● Required actions:
A: For the passage on Section 14(e) and tender offer litigation, decide whether each statement below agrees with the passage. Answer yes or no for each, and quote the deciding words exactly.
(i) Before the 9th Circuit's April 20, 2018 opinion, the Circuit Courts were split on the issue.
(ii) The 9th Circuit held that the Supreme Court, if it considered the issue, would require a plaintiff to plead only negligence under Section 14(e).
(iii) Plaintiffs have historically challenged tender offers mainly in federal court.
B: Copy out word for word everything in the passage on Section 14(e) and tender offer litigation from "Prior to the" down to "to plead negligence.".
C: According to the passage on Section 14(e) and tender offer litigation, which Circuit Courts had held that Section 14(e) required a plaintiff to plead scienter?

● Source passage:
↓

Prior to the 9th Circuit’s April 20, 2018 opinion, no Circuit split had existed. Over the course of the forty-five preceding years, the Second, Third, Fifth, Sixth and Eleventh Circuits had uniformly held that Section 14(e) required a plaintiff to plead scienter when stating a claim pursuant to Section 14(e). Despite four and half decades of consensus, the 9th Circuit concluded that every Circuit Court to address this particular issue previously had simply gotten it wrong and that if the Supreme Court considered the issue, the Supreme Court would conclude that Section 14(e) only required the plaintiff to plead negligence.
Until recently, plaintiffs had historically chosen to challenge tender offers in state court, most often Delaware state court, pursuant to state law disclosure obligations. Challenging tender offers is big business as almost every tender offer conducted results in multiple state court class action lawsuits seeking injunctions to halt the tender offers until so-called disclosure deficiencies are rectified. The cases are high profile, high risk and involve significant legal defense costs that D&O carriers often end up paying pursuant to the provisions of D&O insurance policies.  The plaintiff’s lawyers have historically been successful in playing the role of the troll under the bridge collecting hefty tolls (a.k.a legal fees) for “improving” disclosures in tender offers as the tender offer participants seek to avoid the risk of a potential injunction that could halt the tender offer.

↑

● Stored rows:
↓

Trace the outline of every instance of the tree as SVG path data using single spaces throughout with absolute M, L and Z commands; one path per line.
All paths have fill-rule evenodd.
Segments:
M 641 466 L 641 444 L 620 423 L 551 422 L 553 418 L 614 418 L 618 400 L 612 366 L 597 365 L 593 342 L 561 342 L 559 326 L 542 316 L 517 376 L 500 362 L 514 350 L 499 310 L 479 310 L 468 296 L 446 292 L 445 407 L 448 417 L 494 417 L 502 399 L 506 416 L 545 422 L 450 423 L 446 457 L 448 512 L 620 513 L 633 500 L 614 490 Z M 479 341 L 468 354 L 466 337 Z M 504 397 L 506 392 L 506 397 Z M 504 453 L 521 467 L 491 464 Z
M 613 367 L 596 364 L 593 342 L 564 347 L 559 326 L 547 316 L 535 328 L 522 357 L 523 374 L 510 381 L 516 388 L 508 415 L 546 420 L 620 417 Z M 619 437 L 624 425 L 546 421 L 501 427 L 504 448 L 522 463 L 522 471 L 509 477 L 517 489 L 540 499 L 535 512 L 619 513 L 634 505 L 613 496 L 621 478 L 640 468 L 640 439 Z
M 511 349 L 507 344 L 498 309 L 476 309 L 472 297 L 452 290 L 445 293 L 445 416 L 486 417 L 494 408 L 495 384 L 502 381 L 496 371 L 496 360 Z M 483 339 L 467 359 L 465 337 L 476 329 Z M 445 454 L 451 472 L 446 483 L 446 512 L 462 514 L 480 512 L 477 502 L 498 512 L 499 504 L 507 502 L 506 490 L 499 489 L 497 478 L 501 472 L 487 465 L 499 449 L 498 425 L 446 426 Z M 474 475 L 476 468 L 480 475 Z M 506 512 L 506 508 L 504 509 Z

↑

● Worked answers:
A:
(i) No: "Prior to the 9th Circuit’s April 20, 2018 opinion, no Circuit split had existed."
(ii) Yes: "the Supreme Court would conclude that Section 14(e) only required the plaintiff to plead negligence."
(iii) No: "plaintiffs had historically chosen to challenge tender offers in state court, most often Delaware state court"

B:
Prior to the 9th Circuit’s April 20, 2018 opinion, no Circuit split had existed. Over the course of the forty-five preceding years, the Second, Third, Fifth, Sixth and Eleventh Circuits had uniformly held that Section 14(e) required a plaintiff to plead scienter when stating a claim pursuant to Section 14(e). Despite four and half decades of consensus, the 9th Circuit concluded that every Circuit Court to address this particular issue previously had simply gotten it wrong and that if the Supreme Court considered the issue, the Supreme Court would conclude that Section 14(e) only required the plaintiff to plead negligence.

C: The Second, Third, Fifth, Sixth and Eleventh Circuits.